> _About this exercise_: Output every line from the beginning of the records through the line that contains "576L1570 577L1568 565L1548", exactly as it appears.

Collected data entries

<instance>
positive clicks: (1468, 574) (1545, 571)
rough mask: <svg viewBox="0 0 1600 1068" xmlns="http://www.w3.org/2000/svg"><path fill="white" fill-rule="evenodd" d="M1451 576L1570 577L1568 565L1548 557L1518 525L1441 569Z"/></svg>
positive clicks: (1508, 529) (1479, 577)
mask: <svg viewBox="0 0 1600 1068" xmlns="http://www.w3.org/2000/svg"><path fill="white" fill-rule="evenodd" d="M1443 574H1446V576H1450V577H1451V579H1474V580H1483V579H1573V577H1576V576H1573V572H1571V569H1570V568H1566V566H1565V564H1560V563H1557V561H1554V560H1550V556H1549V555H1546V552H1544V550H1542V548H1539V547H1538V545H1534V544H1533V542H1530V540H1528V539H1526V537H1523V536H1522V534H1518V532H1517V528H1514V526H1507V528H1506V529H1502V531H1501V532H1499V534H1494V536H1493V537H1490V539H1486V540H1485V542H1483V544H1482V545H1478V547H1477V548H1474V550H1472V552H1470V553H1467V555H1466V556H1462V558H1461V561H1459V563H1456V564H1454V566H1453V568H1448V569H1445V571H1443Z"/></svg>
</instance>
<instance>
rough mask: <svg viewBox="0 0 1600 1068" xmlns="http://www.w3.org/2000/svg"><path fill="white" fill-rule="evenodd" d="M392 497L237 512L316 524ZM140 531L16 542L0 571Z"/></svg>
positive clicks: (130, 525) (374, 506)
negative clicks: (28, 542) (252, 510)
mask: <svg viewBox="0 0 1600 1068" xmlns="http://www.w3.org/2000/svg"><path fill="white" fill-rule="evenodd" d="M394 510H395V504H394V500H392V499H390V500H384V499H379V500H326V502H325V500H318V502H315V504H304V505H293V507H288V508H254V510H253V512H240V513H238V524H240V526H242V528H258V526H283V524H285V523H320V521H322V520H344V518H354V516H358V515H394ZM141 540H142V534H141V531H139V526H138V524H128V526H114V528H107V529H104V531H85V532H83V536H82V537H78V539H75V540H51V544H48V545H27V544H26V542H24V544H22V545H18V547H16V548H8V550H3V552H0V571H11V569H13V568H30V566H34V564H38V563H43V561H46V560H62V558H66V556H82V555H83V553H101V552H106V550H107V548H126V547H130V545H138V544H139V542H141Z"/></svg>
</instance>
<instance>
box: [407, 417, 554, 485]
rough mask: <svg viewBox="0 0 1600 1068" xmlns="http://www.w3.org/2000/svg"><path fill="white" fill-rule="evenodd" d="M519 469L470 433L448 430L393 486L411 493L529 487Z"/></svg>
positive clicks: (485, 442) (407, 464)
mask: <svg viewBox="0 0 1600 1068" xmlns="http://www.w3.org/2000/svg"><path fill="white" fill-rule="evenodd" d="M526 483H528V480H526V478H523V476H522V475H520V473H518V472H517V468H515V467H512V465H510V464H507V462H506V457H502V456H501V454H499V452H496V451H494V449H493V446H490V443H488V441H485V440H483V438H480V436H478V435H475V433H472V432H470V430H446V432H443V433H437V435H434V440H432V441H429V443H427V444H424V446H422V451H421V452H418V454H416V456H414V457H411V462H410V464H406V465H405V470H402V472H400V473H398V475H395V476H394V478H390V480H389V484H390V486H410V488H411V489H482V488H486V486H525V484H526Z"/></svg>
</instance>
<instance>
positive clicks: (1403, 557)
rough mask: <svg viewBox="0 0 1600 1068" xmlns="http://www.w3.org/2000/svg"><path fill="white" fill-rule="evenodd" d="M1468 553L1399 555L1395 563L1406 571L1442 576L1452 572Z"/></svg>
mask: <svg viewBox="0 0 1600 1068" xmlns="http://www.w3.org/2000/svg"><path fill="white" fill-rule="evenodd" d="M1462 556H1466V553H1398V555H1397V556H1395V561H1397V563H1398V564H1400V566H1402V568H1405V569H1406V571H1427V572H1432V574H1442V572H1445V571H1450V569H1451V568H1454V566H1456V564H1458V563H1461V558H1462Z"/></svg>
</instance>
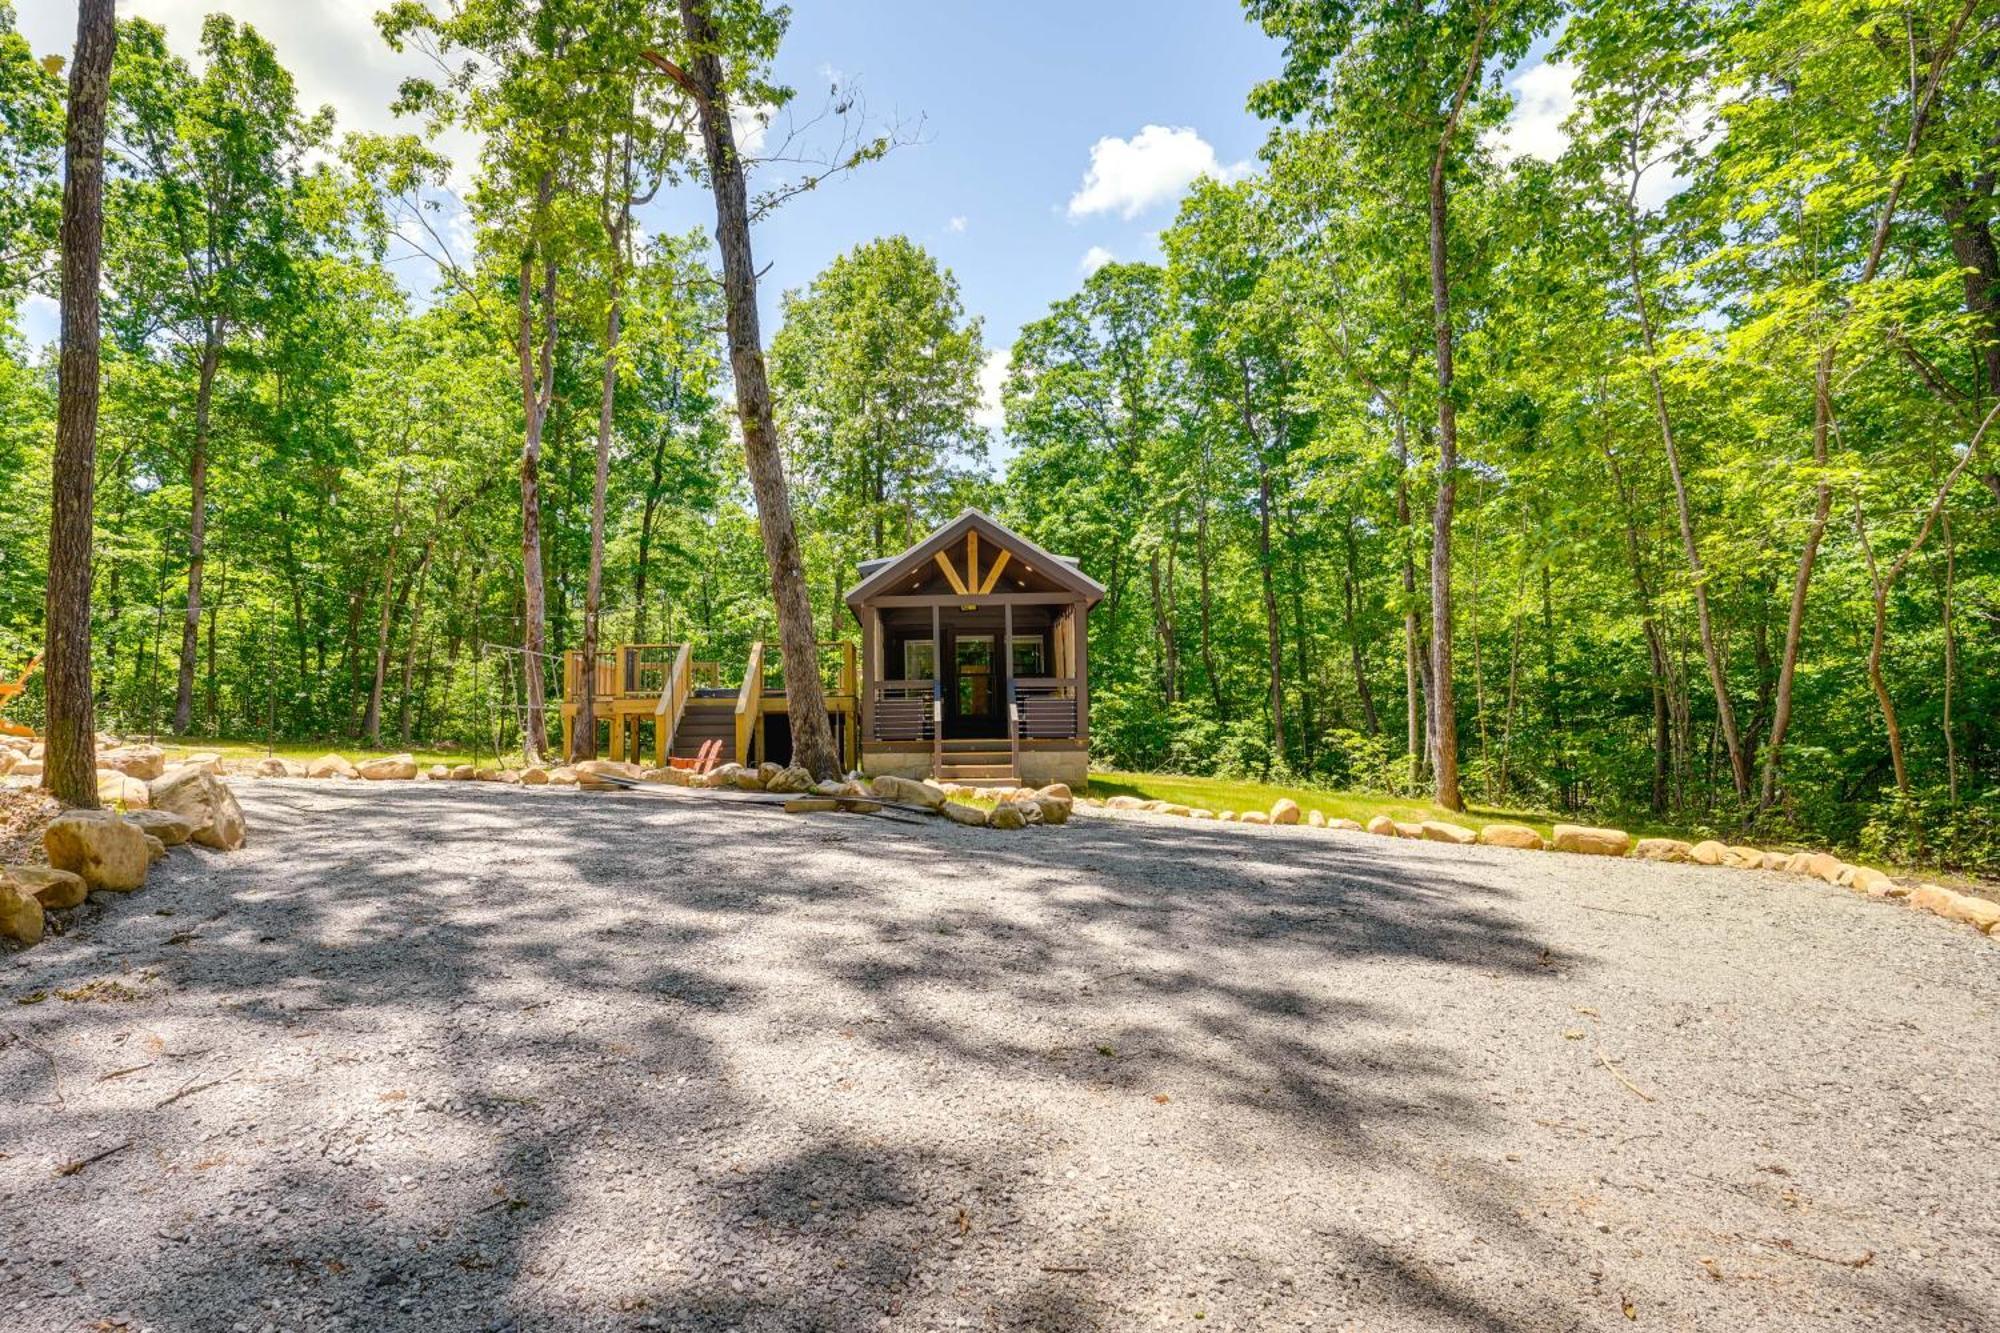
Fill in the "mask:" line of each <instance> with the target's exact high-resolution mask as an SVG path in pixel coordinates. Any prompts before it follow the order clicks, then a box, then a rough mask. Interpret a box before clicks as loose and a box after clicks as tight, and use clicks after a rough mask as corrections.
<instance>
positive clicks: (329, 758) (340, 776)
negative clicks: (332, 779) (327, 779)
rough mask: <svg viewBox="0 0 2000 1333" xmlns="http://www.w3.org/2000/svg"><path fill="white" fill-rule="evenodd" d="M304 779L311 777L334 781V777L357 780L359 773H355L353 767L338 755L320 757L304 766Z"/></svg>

> _Exercise answer_:
<instance>
positive clicks: (1468, 574) (1545, 571)
rough mask: <svg viewBox="0 0 1600 1068" xmlns="http://www.w3.org/2000/svg"><path fill="white" fill-rule="evenodd" d="M1451 576L1570 577L1568 565L1548 557L1518 525L1441 569Z"/></svg>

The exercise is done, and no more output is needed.